▸ Excerpted text:
-------------------------
Farming First is pleased to act as media partner for the Louis Malassis International Scientific Prize and the inaugural Olam Prize for Innovation in Food Security. Our new blog series will showcase stories from scientists nominated for these prestigious prizes.
The seventh blog in this series outlines the work of Professor Hervé Vanderschuren (ETH Zurich & University of Liège, Gembloux Agro-Bio Tech), nominated for the Louis Malassis International Scientific Prize for Young Promising Scientist.
Widely grown in tropical Africa, Asia and Latin America, cassava is the developing world’s fourth most important crop. It is the staple food of nearly a billion people in developing and emerging countries. However, cassava average yield barely reaches 20 per cent of its potential under optimal conditions. The difficulty to reach the full potential of the crop is due to multiple factors; suboptimal agricultural practices and the susceptibility to several stresses account for poor performance of the crop.
There is an urgent need therefore to improve farmer-preferred cassava varieties to increase cassava yields as well as to develop new approaches to reduce losses in the cassava production and value chain. Professor Hervé Vanderschuren, nominee for the Louis Malassis International Scientific Award for Young Promising Scientist has been working to develop locally adapted solutions to address this challenge.
Professor Vanderschuren’s approach to bringing the impact of the research performed in his team to countries where cassava is an important crop was multi-faceted, and focused on capacity building, technology transfer, collaboration-driven research objectives and the development of research tools and implementation of cutting edge technologies.
“Over the last years, robust cassava genetic transformation platforms have been established which we have transferred to collaborators in several laboratories in Africa and Asia. These activities aim at building a strong capacity in biotechnology in developing countries so that full benefits of those technologies are made available to local populations,” comments Professor Vanderschuren. “This is particularly in line with the 2013 Montpellier Panel report ‘Sustainable Intensification: A New Paradigm for African Agriculture‘ and the support that agricultural innovation is receiving from local and national governments.”
His scientific activities also aim to implement cutting-edge technologies in order to study cassava biology and its response to stresses, as well as to develop cassava with improved performance. “For this purpose, we develop robust assessment methods that are shared with local research centers to identify their best performing cassava varieties such as resistance to bacterial and viral diseases, improved shelf life performance, tolerance to drought stress” he says.
Professor Vanderschuren’s research team at the Swiss Federal Institute of Technology (ETH) in Zurich also tests innovative approaches to generate cassava with improved performance. For example, the team has produced cassava with dual resistance against the two most important viral diseases in Africa. His team is also responsible for producing cassava plants with improved shelf life performance, as well as identifying natural products and molecules that can reduce post-harvest losses in the cassava value chain.
Throughout his young career, Professor Vanderschuren has trained over twenty students and researchers from partner institutions in Africa, Asia and South America. Most researchers have returned to their home country (including. Kenya, Ghana, South Africa, Colombia, Venezuela, India, Indonesia, Brazil) and are implementing the technologies learned under Professor Vanderschuren team’s guidance.
“The immediate benefit of these activities is that collaborators are able to demonstrate local capacity and build a comprehensive research programme on cassava and to improve local cassava varieties. The capacity in cassava biotechnology has been instrumental for local research teams to independently attract funding for research activities and product development” says Professor Vanderschuren.
“Innovation has the potential to address global challenges in agriculture provided there is unrestricted access to knowledge and technologies for scientists, farmers, consumers and industries. There is an urgent need for unconditional empowerment of local capacities to manage new technologies and to locally generate agricultural innovation in developing countries. This vision is the driving force for the collaborative scientific activities I have developed over the last 10 years with partner institutions in the South.”
The winners of the Louis Malassis International Scientific Prize and Olam Prize for Innovation in Food Security, will be announced at the Third Global Science Conference on Climate Smart Agriculture on 16th March, 2015.
-------------------------
▸ Exercise 1: List every country the cassava article names as a home country to which researchers trained by Professor Vanderschuren's team returned.
▸ Exercise 2: According to the cassava article, on what date and at what event will the prize winners be announced?
The material that comes next is separate from the article and has no connection to it.

(Dataset items)
-------------------------
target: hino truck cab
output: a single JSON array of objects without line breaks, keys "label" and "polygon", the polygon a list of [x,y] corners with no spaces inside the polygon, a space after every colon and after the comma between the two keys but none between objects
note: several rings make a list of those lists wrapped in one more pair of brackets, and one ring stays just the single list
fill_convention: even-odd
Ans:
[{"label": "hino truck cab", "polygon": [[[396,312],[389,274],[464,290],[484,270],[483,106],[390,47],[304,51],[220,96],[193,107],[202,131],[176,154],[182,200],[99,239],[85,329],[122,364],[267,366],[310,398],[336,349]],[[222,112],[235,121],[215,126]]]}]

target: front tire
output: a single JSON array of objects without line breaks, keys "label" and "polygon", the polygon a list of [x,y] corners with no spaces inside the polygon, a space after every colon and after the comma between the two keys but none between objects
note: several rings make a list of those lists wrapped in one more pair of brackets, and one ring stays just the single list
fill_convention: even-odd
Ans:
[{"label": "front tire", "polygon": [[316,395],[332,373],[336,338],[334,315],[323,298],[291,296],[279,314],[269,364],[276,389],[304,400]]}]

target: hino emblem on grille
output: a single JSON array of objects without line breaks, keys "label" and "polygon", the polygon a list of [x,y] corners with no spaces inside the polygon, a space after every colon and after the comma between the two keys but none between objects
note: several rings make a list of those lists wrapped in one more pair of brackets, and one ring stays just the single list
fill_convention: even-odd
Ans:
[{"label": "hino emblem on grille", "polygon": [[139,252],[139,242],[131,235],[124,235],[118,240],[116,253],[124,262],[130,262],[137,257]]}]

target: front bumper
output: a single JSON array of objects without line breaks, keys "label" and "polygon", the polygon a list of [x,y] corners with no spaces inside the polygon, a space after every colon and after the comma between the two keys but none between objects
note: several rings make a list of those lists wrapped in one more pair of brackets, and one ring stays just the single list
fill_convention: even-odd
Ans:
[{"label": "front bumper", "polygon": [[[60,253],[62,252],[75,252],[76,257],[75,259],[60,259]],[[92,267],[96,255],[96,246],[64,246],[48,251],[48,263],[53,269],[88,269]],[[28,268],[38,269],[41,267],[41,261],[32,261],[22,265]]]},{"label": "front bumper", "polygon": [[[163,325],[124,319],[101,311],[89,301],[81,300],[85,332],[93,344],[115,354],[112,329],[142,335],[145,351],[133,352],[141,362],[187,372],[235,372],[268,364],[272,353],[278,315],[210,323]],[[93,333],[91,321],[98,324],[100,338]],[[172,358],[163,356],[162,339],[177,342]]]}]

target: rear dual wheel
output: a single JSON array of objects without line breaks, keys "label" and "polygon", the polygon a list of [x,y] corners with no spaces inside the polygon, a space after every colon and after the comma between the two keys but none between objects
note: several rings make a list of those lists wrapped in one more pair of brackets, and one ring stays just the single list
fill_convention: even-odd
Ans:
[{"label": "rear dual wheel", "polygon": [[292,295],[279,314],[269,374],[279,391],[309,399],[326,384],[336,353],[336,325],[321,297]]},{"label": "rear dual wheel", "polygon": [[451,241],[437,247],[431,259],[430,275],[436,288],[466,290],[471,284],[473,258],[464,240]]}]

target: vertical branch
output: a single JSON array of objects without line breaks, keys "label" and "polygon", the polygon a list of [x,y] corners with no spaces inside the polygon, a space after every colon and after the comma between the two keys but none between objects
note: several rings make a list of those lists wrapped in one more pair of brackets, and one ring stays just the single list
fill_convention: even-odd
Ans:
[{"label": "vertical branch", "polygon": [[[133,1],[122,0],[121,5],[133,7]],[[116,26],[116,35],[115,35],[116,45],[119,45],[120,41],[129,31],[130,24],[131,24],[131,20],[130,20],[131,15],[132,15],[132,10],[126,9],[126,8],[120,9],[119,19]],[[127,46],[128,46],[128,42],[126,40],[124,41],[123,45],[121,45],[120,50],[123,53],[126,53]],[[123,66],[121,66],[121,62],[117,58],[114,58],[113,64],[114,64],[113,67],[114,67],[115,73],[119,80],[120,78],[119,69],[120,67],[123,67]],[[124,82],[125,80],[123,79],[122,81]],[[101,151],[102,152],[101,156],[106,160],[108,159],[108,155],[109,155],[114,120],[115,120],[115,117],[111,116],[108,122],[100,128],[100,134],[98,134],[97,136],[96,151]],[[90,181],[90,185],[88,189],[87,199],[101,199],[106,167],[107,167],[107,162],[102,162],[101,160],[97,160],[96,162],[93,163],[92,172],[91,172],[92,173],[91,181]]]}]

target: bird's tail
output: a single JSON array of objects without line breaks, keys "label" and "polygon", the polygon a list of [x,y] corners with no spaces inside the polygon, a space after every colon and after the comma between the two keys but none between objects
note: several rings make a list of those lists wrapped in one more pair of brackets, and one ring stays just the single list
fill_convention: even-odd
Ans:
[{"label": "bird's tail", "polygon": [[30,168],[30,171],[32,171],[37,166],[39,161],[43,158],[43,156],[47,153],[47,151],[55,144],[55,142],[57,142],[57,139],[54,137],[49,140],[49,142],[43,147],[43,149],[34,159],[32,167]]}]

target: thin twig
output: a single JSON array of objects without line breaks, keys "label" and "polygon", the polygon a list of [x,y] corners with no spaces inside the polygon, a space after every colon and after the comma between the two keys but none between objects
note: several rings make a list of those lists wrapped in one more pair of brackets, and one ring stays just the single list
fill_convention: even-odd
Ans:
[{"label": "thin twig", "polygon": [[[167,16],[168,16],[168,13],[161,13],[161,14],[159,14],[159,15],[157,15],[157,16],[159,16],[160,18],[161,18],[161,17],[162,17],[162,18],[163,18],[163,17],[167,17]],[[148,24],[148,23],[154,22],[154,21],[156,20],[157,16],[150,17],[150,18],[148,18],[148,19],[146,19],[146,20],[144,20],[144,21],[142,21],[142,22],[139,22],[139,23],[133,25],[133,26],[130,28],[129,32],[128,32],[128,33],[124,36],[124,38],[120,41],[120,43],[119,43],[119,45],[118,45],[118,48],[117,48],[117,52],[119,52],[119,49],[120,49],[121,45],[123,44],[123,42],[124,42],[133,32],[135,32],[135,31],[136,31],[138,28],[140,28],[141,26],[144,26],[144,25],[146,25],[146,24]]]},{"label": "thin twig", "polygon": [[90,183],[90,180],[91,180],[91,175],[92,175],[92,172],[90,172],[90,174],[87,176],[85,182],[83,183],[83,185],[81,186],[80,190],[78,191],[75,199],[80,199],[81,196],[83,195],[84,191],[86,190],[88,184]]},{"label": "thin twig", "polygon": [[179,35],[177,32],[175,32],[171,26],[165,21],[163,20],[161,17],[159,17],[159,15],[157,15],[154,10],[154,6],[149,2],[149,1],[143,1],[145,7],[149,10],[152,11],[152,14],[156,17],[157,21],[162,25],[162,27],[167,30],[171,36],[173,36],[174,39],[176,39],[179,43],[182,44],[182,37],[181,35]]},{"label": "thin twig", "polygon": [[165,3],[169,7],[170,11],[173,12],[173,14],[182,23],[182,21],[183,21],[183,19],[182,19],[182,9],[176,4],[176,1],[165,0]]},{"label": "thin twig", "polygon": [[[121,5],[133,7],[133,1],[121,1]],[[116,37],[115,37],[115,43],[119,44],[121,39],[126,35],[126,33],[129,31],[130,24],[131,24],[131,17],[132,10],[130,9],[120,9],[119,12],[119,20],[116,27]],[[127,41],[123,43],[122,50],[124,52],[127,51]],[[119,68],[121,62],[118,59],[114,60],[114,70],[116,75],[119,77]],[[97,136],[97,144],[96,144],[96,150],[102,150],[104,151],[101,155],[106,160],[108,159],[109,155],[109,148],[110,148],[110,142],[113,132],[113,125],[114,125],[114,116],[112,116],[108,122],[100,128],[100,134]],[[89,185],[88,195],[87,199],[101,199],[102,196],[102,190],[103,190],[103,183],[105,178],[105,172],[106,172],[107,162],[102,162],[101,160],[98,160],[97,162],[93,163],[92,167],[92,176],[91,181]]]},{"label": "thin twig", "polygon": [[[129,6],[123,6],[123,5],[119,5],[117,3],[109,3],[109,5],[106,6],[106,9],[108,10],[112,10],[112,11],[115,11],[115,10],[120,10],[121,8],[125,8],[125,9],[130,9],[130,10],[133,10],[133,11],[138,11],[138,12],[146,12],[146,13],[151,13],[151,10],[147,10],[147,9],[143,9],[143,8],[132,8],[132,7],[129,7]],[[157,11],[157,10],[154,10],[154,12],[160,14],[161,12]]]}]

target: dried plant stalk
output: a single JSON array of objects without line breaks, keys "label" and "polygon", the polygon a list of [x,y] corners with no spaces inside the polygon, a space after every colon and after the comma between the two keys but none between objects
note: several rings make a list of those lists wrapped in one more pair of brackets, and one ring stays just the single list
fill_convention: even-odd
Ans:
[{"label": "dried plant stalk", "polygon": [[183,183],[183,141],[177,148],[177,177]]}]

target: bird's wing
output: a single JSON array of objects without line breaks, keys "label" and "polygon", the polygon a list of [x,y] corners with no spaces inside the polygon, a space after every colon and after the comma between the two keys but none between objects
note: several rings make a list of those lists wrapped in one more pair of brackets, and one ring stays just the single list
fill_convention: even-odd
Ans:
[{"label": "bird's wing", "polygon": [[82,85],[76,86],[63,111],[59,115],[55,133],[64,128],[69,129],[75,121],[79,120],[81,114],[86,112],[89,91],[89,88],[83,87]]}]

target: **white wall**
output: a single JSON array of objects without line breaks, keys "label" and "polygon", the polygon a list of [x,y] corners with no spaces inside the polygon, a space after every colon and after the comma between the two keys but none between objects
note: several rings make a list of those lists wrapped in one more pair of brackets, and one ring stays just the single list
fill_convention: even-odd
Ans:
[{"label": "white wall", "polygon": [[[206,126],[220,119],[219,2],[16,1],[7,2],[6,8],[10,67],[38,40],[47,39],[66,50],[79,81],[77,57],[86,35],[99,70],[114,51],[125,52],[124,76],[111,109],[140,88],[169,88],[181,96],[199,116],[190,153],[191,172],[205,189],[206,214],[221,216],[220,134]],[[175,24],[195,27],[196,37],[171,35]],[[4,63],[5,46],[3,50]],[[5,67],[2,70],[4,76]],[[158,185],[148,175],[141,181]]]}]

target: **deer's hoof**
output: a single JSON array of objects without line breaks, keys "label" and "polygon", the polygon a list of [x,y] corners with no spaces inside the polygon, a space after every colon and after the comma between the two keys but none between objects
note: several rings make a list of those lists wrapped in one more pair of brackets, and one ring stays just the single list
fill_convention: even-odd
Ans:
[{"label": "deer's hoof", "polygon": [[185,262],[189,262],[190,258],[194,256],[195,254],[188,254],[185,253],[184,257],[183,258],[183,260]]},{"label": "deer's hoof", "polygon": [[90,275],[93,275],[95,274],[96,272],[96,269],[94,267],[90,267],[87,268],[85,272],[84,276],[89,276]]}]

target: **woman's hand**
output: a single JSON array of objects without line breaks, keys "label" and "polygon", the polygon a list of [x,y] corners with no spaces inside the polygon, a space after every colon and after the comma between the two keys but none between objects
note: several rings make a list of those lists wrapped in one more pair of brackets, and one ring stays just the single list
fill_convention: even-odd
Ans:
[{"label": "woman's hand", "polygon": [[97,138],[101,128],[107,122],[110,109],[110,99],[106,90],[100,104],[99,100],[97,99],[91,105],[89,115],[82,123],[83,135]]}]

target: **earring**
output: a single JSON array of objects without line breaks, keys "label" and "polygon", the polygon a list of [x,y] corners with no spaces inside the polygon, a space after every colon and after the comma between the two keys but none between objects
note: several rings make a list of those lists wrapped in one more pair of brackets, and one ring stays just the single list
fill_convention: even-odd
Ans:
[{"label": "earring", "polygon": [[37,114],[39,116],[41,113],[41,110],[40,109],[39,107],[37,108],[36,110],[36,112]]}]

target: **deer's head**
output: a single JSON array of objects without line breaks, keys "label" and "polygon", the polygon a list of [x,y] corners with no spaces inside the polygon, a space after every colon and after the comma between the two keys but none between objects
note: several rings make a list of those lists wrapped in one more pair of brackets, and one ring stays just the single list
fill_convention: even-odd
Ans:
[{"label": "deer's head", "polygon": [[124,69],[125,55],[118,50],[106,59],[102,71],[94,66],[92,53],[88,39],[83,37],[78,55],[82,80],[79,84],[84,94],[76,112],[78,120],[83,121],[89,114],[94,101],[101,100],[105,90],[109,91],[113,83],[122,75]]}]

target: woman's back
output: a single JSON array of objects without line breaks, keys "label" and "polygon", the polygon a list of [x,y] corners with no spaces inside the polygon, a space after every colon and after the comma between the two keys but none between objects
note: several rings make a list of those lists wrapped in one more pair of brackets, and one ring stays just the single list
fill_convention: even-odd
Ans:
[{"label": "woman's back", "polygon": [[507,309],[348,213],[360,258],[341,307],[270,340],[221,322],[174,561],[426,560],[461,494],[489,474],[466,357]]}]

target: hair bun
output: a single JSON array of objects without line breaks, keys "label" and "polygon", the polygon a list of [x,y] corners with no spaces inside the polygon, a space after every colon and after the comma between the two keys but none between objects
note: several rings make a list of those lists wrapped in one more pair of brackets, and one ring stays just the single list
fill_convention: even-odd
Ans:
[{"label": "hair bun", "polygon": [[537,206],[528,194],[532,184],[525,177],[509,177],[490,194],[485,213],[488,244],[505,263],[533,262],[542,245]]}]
-------------------------
▸ Exercise result 1: Kenya, Ghana, South Africa, Colombia, Venezuela, India, Indonesia, Brazil

▸ Exercise result 2: On 16th March, 2015, at the Third Global Science Conference on Climate Smart Agriculture.